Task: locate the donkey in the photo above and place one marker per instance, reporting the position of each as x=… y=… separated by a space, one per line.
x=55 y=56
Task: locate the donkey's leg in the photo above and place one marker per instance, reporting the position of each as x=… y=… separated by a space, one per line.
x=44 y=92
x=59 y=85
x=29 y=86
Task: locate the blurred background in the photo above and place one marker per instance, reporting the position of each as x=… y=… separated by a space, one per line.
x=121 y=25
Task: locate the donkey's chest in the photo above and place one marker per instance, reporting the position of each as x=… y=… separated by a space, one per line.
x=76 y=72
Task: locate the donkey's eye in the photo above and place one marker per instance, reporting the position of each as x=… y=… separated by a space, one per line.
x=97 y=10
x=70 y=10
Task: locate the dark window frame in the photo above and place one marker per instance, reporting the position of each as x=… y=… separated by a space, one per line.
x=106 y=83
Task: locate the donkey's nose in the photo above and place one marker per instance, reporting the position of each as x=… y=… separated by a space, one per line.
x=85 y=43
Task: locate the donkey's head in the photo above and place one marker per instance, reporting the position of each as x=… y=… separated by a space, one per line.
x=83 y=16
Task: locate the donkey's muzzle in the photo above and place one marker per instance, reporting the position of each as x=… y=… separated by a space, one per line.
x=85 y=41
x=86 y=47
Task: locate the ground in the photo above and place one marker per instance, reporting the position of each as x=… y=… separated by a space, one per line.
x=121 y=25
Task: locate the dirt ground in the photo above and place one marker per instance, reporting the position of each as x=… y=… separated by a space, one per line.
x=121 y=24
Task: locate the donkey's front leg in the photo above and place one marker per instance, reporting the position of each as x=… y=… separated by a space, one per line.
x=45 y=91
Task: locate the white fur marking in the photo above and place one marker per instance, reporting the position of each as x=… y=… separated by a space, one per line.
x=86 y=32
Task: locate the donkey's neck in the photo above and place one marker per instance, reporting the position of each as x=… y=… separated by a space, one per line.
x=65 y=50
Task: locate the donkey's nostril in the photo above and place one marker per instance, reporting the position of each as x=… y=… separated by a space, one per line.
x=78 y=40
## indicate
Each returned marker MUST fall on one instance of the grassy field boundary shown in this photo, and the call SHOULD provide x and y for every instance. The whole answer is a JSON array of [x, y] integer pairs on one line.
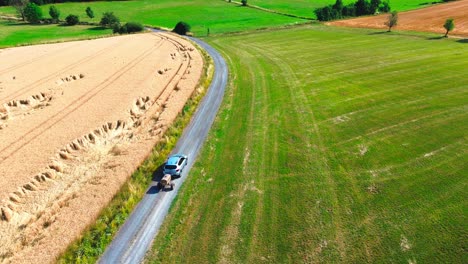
[[380, 177], [272, 11], [95, 239]]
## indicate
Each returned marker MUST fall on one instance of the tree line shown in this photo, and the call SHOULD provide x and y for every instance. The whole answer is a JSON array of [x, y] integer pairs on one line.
[[45, 2], [359, 8]]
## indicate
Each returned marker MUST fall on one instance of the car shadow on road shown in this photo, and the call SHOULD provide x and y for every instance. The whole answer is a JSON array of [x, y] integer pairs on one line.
[[156, 177]]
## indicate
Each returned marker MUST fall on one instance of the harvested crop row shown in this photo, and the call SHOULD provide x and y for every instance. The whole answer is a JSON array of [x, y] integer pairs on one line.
[[106, 106]]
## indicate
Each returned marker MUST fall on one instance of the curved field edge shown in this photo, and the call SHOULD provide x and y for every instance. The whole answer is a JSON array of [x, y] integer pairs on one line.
[[332, 145], [98, 236], [13, 34], [218, 16]]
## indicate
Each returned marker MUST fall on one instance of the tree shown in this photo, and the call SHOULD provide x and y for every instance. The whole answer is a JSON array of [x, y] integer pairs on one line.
[[181, 28], [362, 7], [19, 6], [392, 20], [54, 13], [374, 5], [72, 20], [32, 13], [384, 7], [109, 20], [338, 5], [449, 26], [89, 12]]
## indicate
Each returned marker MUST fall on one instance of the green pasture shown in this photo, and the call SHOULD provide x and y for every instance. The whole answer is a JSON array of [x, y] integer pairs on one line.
[[218, 16], [14, 33], [306, 8], [333, 145]]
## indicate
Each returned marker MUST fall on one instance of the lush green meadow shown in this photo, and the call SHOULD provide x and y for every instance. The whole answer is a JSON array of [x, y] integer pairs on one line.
[[217, 15], [13, 33], [306, 7], [332, 145]]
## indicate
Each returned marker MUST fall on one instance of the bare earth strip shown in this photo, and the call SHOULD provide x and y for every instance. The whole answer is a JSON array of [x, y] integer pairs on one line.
[[76, 119], [429, 19]]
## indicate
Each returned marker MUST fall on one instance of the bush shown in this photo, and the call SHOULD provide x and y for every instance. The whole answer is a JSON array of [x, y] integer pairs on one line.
[[54, 13], [109, 19], [89, 12], [132, 27], [72, 20], [129, 27], [359, 8], [33, 13], [181, 28]]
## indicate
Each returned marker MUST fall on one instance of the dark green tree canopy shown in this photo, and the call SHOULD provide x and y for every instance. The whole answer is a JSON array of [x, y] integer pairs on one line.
[[109, 19], [33, 13], [72, 20], [181, 28], [89, 12], [54, 12], [449, 25]]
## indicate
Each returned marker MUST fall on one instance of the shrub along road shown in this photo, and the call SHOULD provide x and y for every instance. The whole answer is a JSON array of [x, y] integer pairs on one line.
[[135, 237]]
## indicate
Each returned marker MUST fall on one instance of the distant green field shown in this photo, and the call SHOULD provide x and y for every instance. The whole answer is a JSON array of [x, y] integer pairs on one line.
[[333, 145], [217, 15], [13, 34], [306, 7]]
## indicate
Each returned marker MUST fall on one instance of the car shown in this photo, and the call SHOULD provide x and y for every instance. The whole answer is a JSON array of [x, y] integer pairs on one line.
[[175, 164]]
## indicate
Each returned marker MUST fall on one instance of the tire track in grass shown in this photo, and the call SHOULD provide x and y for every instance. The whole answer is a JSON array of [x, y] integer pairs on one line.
[[256, 172], [298, 95]]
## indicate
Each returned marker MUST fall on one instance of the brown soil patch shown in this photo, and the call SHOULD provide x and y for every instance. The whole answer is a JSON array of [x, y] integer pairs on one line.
[[429, 19], [76, 119]]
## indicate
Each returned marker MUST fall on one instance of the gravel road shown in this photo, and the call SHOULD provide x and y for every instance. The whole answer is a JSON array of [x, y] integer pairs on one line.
[[135, 237]]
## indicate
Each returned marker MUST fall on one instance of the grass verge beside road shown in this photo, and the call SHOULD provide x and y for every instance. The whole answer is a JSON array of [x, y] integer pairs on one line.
[[94, 241], [332, 145], [19, 34]]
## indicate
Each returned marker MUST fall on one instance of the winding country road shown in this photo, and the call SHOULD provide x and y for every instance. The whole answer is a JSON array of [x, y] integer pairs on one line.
[[136, 235]]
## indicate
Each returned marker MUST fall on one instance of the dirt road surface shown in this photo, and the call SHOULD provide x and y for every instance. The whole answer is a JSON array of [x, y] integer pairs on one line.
[[136, 235], [76, 119], [429, 19]]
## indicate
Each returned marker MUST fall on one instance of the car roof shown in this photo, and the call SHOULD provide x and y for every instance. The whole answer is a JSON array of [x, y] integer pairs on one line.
[[174, 159]]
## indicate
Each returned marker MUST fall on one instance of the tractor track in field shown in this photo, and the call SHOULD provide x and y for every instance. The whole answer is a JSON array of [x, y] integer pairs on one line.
=-=-=-=-=
◆ **Your instructions**
Pictures are to be dropped; every line of the records is to be returned unchanged.

◆ **Answer to this task**
Task: locate the donkey in the photo above and place one marker per instance, reporting the position of each as x=… y=… separated by a space, one per line.
x=55 y=56
Task: locate the donkey's leg in the photo above and place one marker per instance, reporting the position of each as x=… y=… separated by a space, one per line.
x=44 y=92
x=59 y=85
x=29 y=86
Task: locate the blurred background in the photo above and place one marker per instance, reporting the position of each as x=… y=… separated by a space, one per line.
x=121 y=25
Task: locate the donkey's chest in the photo above and place one marker per instance, reporting the position of each as x=… y=… separated by a space, one per line.
x=76 y=72
Task: locate the donkey's eye in the photo above and place one marker per instance, reporting the position of each as x=… y=… separated by a space, one per line.
x=97 y=10
x=70 y=10
Task: locate the dark window frame in the photo above and place one marker per instance, reporting the position of each as x=… y=… separated by a space, one per line.
x=106 y=83
Task: locate the donkey's nose in the photo above and place one marker per instance, reporting the position of each as x=… y=… separated by a space, one per line.
x=85 y=43
Task: locate the donkey's head in the photo above and place one marker per instance, reporting the position of each as x=… y=… separated by a space, one per line.
x=83 y=16
Task: locate the donkey's muzzle in the photo above and place one marker per instance, reporting the position of each as x=… y=… separated by a space, one per line.
x=85 y=41
x=86 y=47
Task: locate the ground in the photo above and place one marker per instance, reporting the position of each as x=… y=… separated by a space, one per line.
x=121 y=25
Task: locate the dirt ground in the photo above and place one marker per instance, reporting the position of each as x=… y=… separated by a space, one per line.
x=121 y=24
Task: locate the donkey's front leg in the photo above and place one marker per instance, reporting the position of each as x=… y=… separated by a space, one per line.
x=45 y=91
Task: locate the white fur marking in the photo above and place one marker per instance, reporting the position of each as x=… y=… separated by a space, one per line.
x=86 y=32
Task: locate the donkey's neck in the photo above and place one marker per instance, reporting the position of each as x=… y=… separated by a space, one per line.
x=65 y=50
Task: locate the donkey's nostril in the photo above and place one marker per instance, reporting the position of each as x=… y=… separated by a space, one per line.
x=78 y=40
## indicate
Each returned marker MUST fall on one instance of the grassy field boundary shown in this photo, and the call SHOULD provide x and y for every instance. The whole answer is a JSON array of [x, y] integer pairs on one line.
[[380, 177], [272, 11], [95, 239]]
## indicate
Each returned marker MUST fall on one instance of the tree line shown in this photo, and the call SHOULD provide x and y for every instance. The whole answer is a JSON array of [x, y] integer pairs on one line.
[[45, 2], [359, 8]]
## indicate
Each returned marker MUST fall on one instance of the car shadow on road shown in this photo, and the call SHOULD provide x and y for every instance. The whole answer is a JSON array of [x, y] integer pairs on one line.
[[156, 177]]
## indicate
Each returned marker MUST fall on one instance of the harvested crop row shown in this photo, and the call SHOULD provide x and y for every instance. The whole answer is a JSON array of [x, y] integer pairs on one line.
[[106, 106]]
## indicate
Each returned marker MUST fall on one instance of the curved field edge shown in this photo, and the call SHOULD provide x and y for every instance. The whole answer is a JSON array of [x, y] integer pairs on one line.
[[332, 145], [98, 236], [13, 34], [218, 16]]
## indicate
Each returned marker MUST fall on one instance of the tree shown in this photo, and the call SHOULD provide x and y for every instance. The whole answer is a JSON array of [x, y] integer pairs on one line.
[[181, 28], [362, 7], [19, 6], [392, 20], [54, 13], [374, 5], [72, 20], [32, 13], [384, 7], [109, 20], [338, 5], [449, 26], [89, 12]]
## indicate
Each returned marker MUST fall on one instance of the green pasture shown in this photo, and the call SHOULD provide x and y for every instance. The whole answer is a JSON array of [x, y] integer pairs on one line.
[[218, 16], [14, 33], [306, 8], [333, 145]]
## indicate
Each returned marker MUST fall on one instance of the lush green meadow shown in this photo, and the call SHOULD provide x and y for every instance. The whole answer is a JSON array of [x, y] integer pairs on one line.
[[217, 15], [13, 33], [306, 7], [332, 145]]
## indicate
Each returned marker MUST fall on one instance of the bare earth strip shown in this photo, and the call SHOULD provide x and y for every instance. The whole answer is a JSON array of [x, y] integer pairs on one line.
[[76, 119], [429, 19]]
## indicate
Each returned marker MUST fall on one instance of the bush shown in this photo, and the call SHOULD provide x and y for every instance. The whole answer is a JSON array of [x, y] integer pairs on one line.
[[54, 13], [109, 19], [89, 12], [132, 27], [72, 20], [129, 27], [359, 8], [33, 13], [181, 28]]
## indicate
Each returned marker MUST fall on one instance of the dark green tree canopy shown in this photo, and the call SHOULD provide x and y for every instance. The whole answer is a JSON array of [x, y] integer pairs on one line.
[[109, 19], [33, 13], [72, 20], [181, 28], [89, 12], [54, 12], [449, 25]]
## indicate
Each returned marker MUST fall on one instance of the shrub along road shown in this photo, and the call SHOULD provide x and y for every instance. The whole answer is a JSON array of [x, y] integer pairs on one line.
[[135, 237]]
## indicate
Each returned marker MUST fall on one instance of the distant green field shown in this photo, and the call SHOULD provide x and y for every instance. The whole answer is a JSON array of [x, y] integer pairs on one line.
[[333, 145], [217, 15], [13, 34], [306, 7]]
## indicate
Each returned marker MUST fall on one instance of the car shown in this photo, and the call SHOULD provide x and y for every instance. The whole answer is a JSON array of [x, y] integer pairs on one line.
[[175, 164]]
## indicate
Each returned marker MUST fall on one instance of the tire track in grass shown in this photo, and the call SHOULD provide x and y for every instance. The whole answer is a JSON array of [x, y] integer pairs on one line.
[[256, 172], [298, 95]]
## indicate
Each returned marker MUST fall on one instance of the brown soil patch shown in this photo, and the call SHOULD provide x and y for every instance. The whole answer is a JSON array of [x, y] integer pairs on one line.
[[429, 19], [76, 119]]
## indicate
Each returned marker MUST fall on one instance of the gravel road shown in this photo, and the call SHOULD provide x and y for every instance. The whole answer is a JSON array of [x, y] integer pairs on one line.
[[135, 237]]
## indicate
Each returned marker MUST fall on one instance of the grass verge beside road shown in this photo, and the call SHOULD provide x and y for every instance. The whole answer is a JSON array of [x, y] integer pairs on one line.
[[94, 241], [332, 145], [19, 34]]
## indicate
Each returned marker MUST fall on one instance of the winding country road shown in this photo, and the call SHOULD provide x and y for every instance. The whole answer is a JSON array of [x, y] integer pairs on one line.
[[136, 235]]
## indicate
Each returned marker MUST fall on one instance of the dirt road surface shown in this photo, and the call SHOULD provide x and y for every instance. The whole answer is a JSON array of [x, y] integer pairs on one line.
[[136, 235], [76, 119], [429, 19]]
## indicate
Each returned marker MUST fall on one instance of the car roof shown in this photo, and the call SHOULD provide x and y for every instance. The whole answer is a JSON array of [x, y] integer pairs on one line.
[[174, 159]]
## indicate
Each returned marker MUST fall on one instance of the tractor track in field shown in this photo, and the call SHOULD provide x and y for every instance. The whole answer is a JSON array of [x, y] integer pairs on one line.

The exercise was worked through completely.